Dataset records:
========

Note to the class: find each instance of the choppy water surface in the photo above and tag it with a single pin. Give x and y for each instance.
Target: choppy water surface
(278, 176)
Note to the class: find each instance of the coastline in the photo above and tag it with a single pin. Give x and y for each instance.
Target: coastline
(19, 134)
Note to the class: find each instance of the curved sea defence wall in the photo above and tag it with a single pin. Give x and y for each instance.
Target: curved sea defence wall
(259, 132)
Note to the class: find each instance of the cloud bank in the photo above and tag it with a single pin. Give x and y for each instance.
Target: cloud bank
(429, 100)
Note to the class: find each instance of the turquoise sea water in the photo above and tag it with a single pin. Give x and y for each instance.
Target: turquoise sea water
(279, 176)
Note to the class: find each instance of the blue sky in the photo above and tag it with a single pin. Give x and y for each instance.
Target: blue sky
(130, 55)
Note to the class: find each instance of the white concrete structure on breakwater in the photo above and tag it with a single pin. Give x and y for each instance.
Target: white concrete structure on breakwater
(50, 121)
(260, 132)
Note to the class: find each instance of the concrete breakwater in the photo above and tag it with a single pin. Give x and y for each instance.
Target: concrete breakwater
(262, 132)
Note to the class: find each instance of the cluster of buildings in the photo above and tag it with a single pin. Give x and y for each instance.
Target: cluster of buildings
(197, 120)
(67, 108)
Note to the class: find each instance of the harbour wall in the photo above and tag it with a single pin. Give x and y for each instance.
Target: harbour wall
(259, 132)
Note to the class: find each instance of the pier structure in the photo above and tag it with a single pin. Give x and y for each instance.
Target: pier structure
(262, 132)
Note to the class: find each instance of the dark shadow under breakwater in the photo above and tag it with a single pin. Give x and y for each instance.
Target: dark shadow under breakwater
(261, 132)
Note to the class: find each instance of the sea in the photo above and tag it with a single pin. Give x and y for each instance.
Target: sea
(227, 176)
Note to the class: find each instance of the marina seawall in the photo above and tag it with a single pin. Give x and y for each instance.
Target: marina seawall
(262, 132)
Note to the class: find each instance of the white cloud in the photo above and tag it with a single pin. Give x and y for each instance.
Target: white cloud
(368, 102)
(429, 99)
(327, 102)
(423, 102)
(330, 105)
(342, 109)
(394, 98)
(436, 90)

========

Given instruction: All lines from the one that contains "Note to the class: find each instance of the dark" through the end of the material are to be quoted exactly, with both ends included.

Exercise answer:
Note to the class: find each instance of the dark shadow under breakwater in the photo above and tag it with a single pin. Give x and y for each instance.
Target: dark shadow under breakwater
(261, 132)
Note to the class: find each instance of the sea in the photo above and tag it with a single pin. Give x and y for each instance.
Target: sea
(227, 176)
Note to the class: find each instance of the marina seawall in the photo above and tag it with a single pin. Give x and y for each instance.
Target: marina seawall
(262, 132)
Note to the class: find each instance of the white cloud in the photo above and tag it with a single pin. Give x and y for each instance.
Target: white cloud
(368, 102)
(429, 99)
(327, 102)
(423, 102)
(330, 105)
(342, 109)
(394, 98)
(436, 90)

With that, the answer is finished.